* [Instruction] Rewrite the entries below as a numbered list, one line per number. Skip the blank lines and leave the pictures out.

* [Provided data]
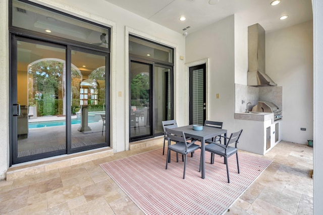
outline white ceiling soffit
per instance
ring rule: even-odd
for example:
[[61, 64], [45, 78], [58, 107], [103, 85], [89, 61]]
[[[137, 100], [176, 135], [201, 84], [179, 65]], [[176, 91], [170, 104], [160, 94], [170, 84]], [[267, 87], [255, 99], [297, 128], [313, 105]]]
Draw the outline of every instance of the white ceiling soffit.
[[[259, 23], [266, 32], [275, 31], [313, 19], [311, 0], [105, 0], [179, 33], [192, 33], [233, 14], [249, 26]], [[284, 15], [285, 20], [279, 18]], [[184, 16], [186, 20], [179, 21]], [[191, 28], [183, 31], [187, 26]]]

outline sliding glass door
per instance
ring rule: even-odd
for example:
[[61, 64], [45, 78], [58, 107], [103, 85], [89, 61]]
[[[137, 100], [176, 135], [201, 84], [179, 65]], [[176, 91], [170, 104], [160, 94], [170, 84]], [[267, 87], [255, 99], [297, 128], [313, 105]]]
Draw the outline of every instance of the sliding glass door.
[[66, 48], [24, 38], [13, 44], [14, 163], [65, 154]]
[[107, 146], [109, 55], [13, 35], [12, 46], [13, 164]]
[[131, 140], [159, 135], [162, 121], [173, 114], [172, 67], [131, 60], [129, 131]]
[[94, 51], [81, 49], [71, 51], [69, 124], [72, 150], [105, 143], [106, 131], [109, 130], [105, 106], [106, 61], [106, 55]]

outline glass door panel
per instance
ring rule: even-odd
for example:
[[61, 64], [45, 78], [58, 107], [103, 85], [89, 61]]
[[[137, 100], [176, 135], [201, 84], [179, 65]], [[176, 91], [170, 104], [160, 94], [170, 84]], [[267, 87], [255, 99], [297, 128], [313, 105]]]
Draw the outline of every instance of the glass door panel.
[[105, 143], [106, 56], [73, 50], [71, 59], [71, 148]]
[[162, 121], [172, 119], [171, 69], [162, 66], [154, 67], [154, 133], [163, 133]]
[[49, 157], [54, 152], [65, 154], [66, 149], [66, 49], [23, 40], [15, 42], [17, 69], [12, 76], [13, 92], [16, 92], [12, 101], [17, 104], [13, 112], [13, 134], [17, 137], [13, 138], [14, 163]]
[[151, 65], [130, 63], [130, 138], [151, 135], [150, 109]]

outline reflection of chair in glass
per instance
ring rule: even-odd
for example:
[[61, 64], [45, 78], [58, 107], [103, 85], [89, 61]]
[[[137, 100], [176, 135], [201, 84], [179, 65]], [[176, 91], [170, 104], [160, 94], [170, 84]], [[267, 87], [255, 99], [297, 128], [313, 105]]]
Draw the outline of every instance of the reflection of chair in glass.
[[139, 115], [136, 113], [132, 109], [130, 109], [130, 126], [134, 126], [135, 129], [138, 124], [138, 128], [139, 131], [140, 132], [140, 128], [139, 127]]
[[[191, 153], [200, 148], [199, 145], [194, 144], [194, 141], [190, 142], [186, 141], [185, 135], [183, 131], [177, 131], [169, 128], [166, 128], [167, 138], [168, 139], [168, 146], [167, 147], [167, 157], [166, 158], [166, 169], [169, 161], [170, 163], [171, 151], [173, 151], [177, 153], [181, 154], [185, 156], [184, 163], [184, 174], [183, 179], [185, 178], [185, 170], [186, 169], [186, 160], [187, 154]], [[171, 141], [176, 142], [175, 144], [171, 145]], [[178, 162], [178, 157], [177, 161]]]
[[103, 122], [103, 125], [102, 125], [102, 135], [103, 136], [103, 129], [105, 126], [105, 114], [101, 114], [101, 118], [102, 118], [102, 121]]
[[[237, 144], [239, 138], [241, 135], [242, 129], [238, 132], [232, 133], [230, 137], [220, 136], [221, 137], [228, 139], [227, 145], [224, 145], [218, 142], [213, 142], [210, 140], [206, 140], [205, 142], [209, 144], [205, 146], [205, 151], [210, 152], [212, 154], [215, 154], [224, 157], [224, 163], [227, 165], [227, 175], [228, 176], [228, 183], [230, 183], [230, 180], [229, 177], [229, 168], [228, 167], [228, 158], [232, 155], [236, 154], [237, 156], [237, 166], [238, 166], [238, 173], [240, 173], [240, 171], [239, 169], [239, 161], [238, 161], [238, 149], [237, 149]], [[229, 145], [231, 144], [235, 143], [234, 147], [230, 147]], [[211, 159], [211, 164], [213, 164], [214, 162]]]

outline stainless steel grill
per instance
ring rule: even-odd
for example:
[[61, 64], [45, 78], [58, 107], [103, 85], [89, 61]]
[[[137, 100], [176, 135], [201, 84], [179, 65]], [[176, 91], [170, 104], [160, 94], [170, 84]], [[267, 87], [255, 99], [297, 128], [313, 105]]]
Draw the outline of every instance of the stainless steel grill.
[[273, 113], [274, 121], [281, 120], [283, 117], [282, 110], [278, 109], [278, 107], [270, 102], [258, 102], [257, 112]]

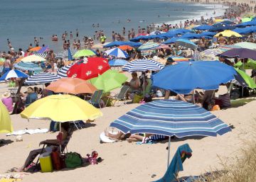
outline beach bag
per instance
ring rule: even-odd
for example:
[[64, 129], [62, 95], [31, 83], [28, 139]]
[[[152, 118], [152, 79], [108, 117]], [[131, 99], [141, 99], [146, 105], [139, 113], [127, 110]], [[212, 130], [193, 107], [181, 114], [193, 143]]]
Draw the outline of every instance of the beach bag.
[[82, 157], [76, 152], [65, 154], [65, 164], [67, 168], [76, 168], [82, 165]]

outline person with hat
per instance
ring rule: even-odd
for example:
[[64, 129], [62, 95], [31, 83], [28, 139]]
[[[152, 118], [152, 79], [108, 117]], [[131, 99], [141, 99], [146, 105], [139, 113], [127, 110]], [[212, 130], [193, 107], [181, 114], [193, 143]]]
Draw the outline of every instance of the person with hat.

* [Complete response]
1. outline white ceiling soffit
2. per instance
3. ring rule: even-odd
4. for example:
5. [[61, 64], [45, 78], [58, 107], [103, 85], [89, 61]]
6. [[[137, 100], [176, 135], [201, 84], [179, 65]], [[176, 91], [170, 104], [160, 94], [170, 84]], [[267, 87], [255, 99], [297, 128], [313, 105]]]
7. Draw the outline of every instance of the white ceiling soffit.
8. [[[259, 23], [266, 32], [275, 31], [313, 19], [311, 0], [105, 0], [179, 33], [192, 33], [233, 14], [249, 26]], [[284, 15], [285, 20], [279, 18]], [[184, 16], [186, 20], [179, 21]], [[191, 28], [183, 31], [187, 26]]]
9. outline sliding glass door
10. per instance
11. ring rule: even-odd
12. for example:
13. [[61, 64], [45, 78], [58, 107], [103, 85], [89, 61]]
14. [[[137, 100], [176, 135], [201, 84], [179, 65]], [[176, 91], [170, 104], [160, 94], [170, 84]], [[267, 87], [255, 99], [297, 128], [313, 105]]]
15. Draw the outline of every instance of the sliding glass door.
16. [[66, 48], [24, 38], [13, 44], [14, 163], [65, 154]]
17. [[107, 146], [109, 55], [13, 35], [12, 46], [13, 164]]
18. [[131, 140], [159, 135], [162, 121], [173, 114], [172, 67], [131, 60], [129, 131]]
19. [[94, 51], [81, 49], [71, 51], [69, 124], [72, 150], [105, 143], [106, 131], [109, 130], [105, 106], [106, 61], [106, 55]]
20. outline glass door panel
21. per instance
22. ring rule: even-odd
23. for example:
24. [[61, 64], [45, 78], [58, 107], [103, 85], [89, 61]]
25. [[[137, 100], [176, 135], [201, 84], [179, 65]], [[176, 91], [170, 104], [160, 94], [170, 84]], [[267, 87], [255, 99], [297, 128], [313, 105]]]
26. Draw the outline of every instance of the glass door panel.
27. [[105, 143], [106, 56], [73, 50], [71, 59], [71, 148]]
28. [[162, 121], [172, 119], [171, 69], [162, 66], [154, 67], [154, 133], [163, 133]]
29. [[49, 157], [54, 152], [65, 154], [66, 149], [66, 49], [23, 40], [15, 42], [17, 69], [12, 76], [13, 92], [16, 92], [12, 101], [17, 104], [13, 112], [13, 134], [17, 137], [13, 138], [14, 163]]
30. [[151, 65], [130, 63], [130, 138], [151, 135], [150, 109]]
31. outline reflection of chair in glass
32. per instance
33. ring rule: even-odd
34. for example:
35. [[61, 64], [45, 78], [58, 107], [103, 85], [89, 61]]
36. [[[137, 100], [176, 135], [201, 84], [179, 65]], [[176, 91], [170, 104], [160, 94], [170, 84]], [[267, 87], [255, 99], [297, 128], [313, 105]]]
37. Draw the outline of every instance of the reflection of chair in glass.
38. [[139, 115], [136, 113], [132, 109], [130, 109], [130, 126], [134, 126], [135, 129], [138, 124], [138, 128], [139, 131], [140, 132], [140, 128], [139, 127]]
39. [[[191, 153], [200, 148], [199, 145], [194, 144], [194, 141], [190, 142], [186, 141], [185, 135], [183, 131], [177, 131], [169, 128], [166, 128], [167, 138], [168, 139], [168, 146], [167, 147], [167, 157], [166, 158], [166, 169], [169, 161], [170, 163], [171, 151], [173, 151], [177, 153], [181, 154], [185, 156], [184, 163], [184, 174], [183, 179], [185, 178], [185, 170], [186, 169], [186, 160], [187, 154]], [[171, 141], [176, 142], [175, 144], [171, 145]], [[178, 162], [178, 157], [177, 161]]]
40. [[103, 122], [103, 125], [102, 125], [102, 135], [103, 136], [103, 129], [105, 126], [105, 114], [101, 114], [101, 118], [102, 118], [102, 121]]
41. [[[237, 144], [239, 138], [241, 135], [242, 129], [238, 132], [232, 133], [230, 137], [220, 136], [221, 137], [228, 139], [227, 145], [224, 145], [218, 142], [213, 142], [210, 140], [206, 140], [205, 142], [209, 144], [205, 146], [205, 151], [210, 152], [212, 154], [215, 154], [224, 157], [224, 163], [227, 165], [227, 175], [228, 176], [228, 183], [230, 183], [230, 180], [229, 177], [229, 168], [228, 167], [228, 158], [232, 155], [236, 154], [237, 156], [237, 166], [238, 166], [238, 173], [240, 173], [240, 171], [239, 169], [239, 161], [238, 161], [238, 149], [237, 149]], [[229, 145], [231, 144], [235, 143], [234, 147], [230, 147]], [[211, 159], [211, 164], [213, 164], [214, 162]]]
42. outline stainless steel grill
43. per instance
44. ring rule: even-odd
45. for example:
46. [[61, 64], [45, 78], [58, 107], [103, 85], [89, 61]]
47. [[[137, 100], [176, 135], [201, 84], [179, 65]], [[176, 91], [170, 104], [160, 94], [170, 84]], [[267, 87], [255, 99], [297, 128], [313, 105]]]
48. Draw the outline of every instance of the stainless steel grill.
49. [[273, 113], [274, 121], [281, 120], [283, 117], [282, 110], [278, 109], [278, 107], [270, 102], [258, 102], [257, 112]]
50. outline beach bag
51. per instance
52. ring rule: even-odd
53. for example:
54. [[64, 129], [62, 95], [31, 83], [28, 139]]
55. [[[152, 118], [152, 79], [108, 117]], [[131, 99], [141, 99], [146, 105], [139, 113], [127, 110]], [[212, 130], [193, 107], [181, 114], [193, 143]]]
56. Draw the outline of every instance of the beach bag.
57. [[82, 157], [76, 152], [65, 154], [65, 164], [67, 168], [76, 168], [82, 165]]
58. outline person with hat
59. per instance
60. ring rule: even-odd
61. for example:
62. [[64, 129], [62, 95], [31, 83], [28, 139]]
63. [[[152, 118], [152, 79], [108, 117]], [[131, 99], [141, 99], [146, 105], [139, 113], [127, 110]], [[212, 130], [193, 107], [181, 114], [193, 143]]]
64. Draw the outline of every instance of the person with hat.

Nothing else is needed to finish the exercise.